Bagian Teks –
------------------------
Dr. Tengsoe Tjahjono, Presiden Pentigraf dan Putiba

waktu baca 3 menit
tengsoe tjahjono

JAKARTA-KEMPALAN: Tengsoe Tjahjono, kelahiran di Jember 3 Oktober 1958. Tapi sekolah dari SD sampai lulus SPG pada tahun 1977 di Genteng, Banyuwangi. Kemudian tahun 1978, Tengsoe melanjutkan pendidikan sarjana ke IKIP Malang, jurusan Pendidikan Bahasa dan Sastra Indonesia, lulus tahun 1983. Pada tahun 1993 ia menyelesaikan Program Magister Pendidikan Bahasa di Program Pascasarjana IKIP Malang. Mulai tahun 2001, Tengsoe melanjutkan pendidikan S3 di Universitas Negeri Malang (UM) hingga bergelar doktor sastra.

Ia pernah mengajar di SMA Corjesu Malang pada tahun 1980. Sejak tahun 1986, tercatat sebagai dosen tetap di Fakultas Pendidikan Bahasa dan Seni IKIP Surabaya, kini bernama Unesa. Pernah jadi dosen tamu di Universitas Hankuk Korea Selatan. Dalam ranah dunia sastra, Tengsoe pernah menjadi Ketua Biro Sastra Dewan Kesenian Malang, Biro Sastra Dewan Kesenian Jawa Timur, dan banyak lagi.

Menurut Tengsoe soal masalah seni adalah kebutuhan yang menjadi bagian dalam hidup, dan  menulis puisi tidak terikat oleh batasan tempat maupun waktu. Ia, beberapa kali menang juara lomba tulis puisi, antara lain: Lomba Cipta Puisi Penyair Muda Se-Indonesia, yaitu puisi Hotel Wina Bandungan Ambarawa; Lomba Cipta Puisi Se-Indonesia yang diadakan oleh Sanggar Minum Kopi, Denpasar; Lomba Cipta Puisi versi Yayasan Selagunda, Tabanan, Bali; dan banyak lagi.

Kata Doktor sastra, Tengsoe Tjahjono, menulis puisi adalah usaha berkomunikasi, baik dengan diri sendiri maupun berkomunikasi dengan pembaca (penikmat sastra). Dalam menulis puisi, Tengsoe mencoba segala rasa dan pikirannya mengenai segala hal yang mendorongnya untuk berbuat demikian, yaitu mencurahkan segala fenomena kehidupan sosial yang dirasakan dan dialaminya.

Keinginan Tengsoe dalam setiap penulisan puisinya adalah membuat pembaca dan atau penikmat dapat berkomunikasi melalui puisi-puisinya. Tengsoe sering mendapat kesan bahwa selama ini pembaca awam yang heterogen tidak bisa akrab dengan puisi hanya disebabkan tidak dapat menangkap makna dan pesan puisi tersebut.
------------------------
Isi Data –
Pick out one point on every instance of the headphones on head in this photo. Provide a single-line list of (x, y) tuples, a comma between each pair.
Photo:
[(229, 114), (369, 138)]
------------------------
Daftar Tugas –
**A.** Jawab pertanyaan berikut berdasarkan teks tentang Tengsoe Tjahjono.
(i) Di kota mana Tengsoe Tjahjono lahir?
(ii) Sejak tahun berapa ia tercatat sebagai dosen tetap di IKIP Surabaya?
(iii) Menurut Tengsoe, menulis puisi adalah usaha untuk apa?
**B.** Tuliskan kembali tanpa mengubah apa pun bagian teks tentang Tengsoe Tjahjono yang diawali "Menurut Tengsoe soal" dan berlanjut sampai "dirasakan dan dialaminya.".
Data tersebut sama sekali tidak dipakai di sini.

Jawaban yang Diberikan –
**A.**
(i) Jember.
(ii) Sejak tahun 1986.
(iii) Untuk berkomunikasi, baik dengan diri sendiri maupun dengan pembaca (penikmat sastra).

**B.**
Menurut Tengsoe soal masalah seni adalah kebutuhan yang menjadi bagian dalam hidup, dan  menulis puisi tidak terikat oleh batasan tempat maupun waktu. Ia, beberapa kali menang juara lomba tulis puisi, antara lain: Lomba Cipta Puisi Penyair Muda Se-Indonesia, yaitu puisi Hotel Wina Bandungan Ambarawa; Lomba Cipta Puisi Se-Indonesia yang diadakan oleh Sanggar Minum Kopi, Denpasar; Lomba Cipta Puisi versi Yayasan Selagunda, Tabanan, Bali; dan banyak lagi.

Kata Doktor sastra, Tengsoe Tjahjono, menulis puisi adalah usaha berkomunikasi, baik dengan diri sendiri maupun berkomunikasi dengan pembaca (penikmat sastra). Dalam menulis puisi, Tengsoe mencoba segala rasa dan pikirannya mengenai segala hal yang mendorongnya untuk berbuat demikian, yaitu mencurahkan segala fenomena kehidupan sosial yang dirasakan dan dialaminya.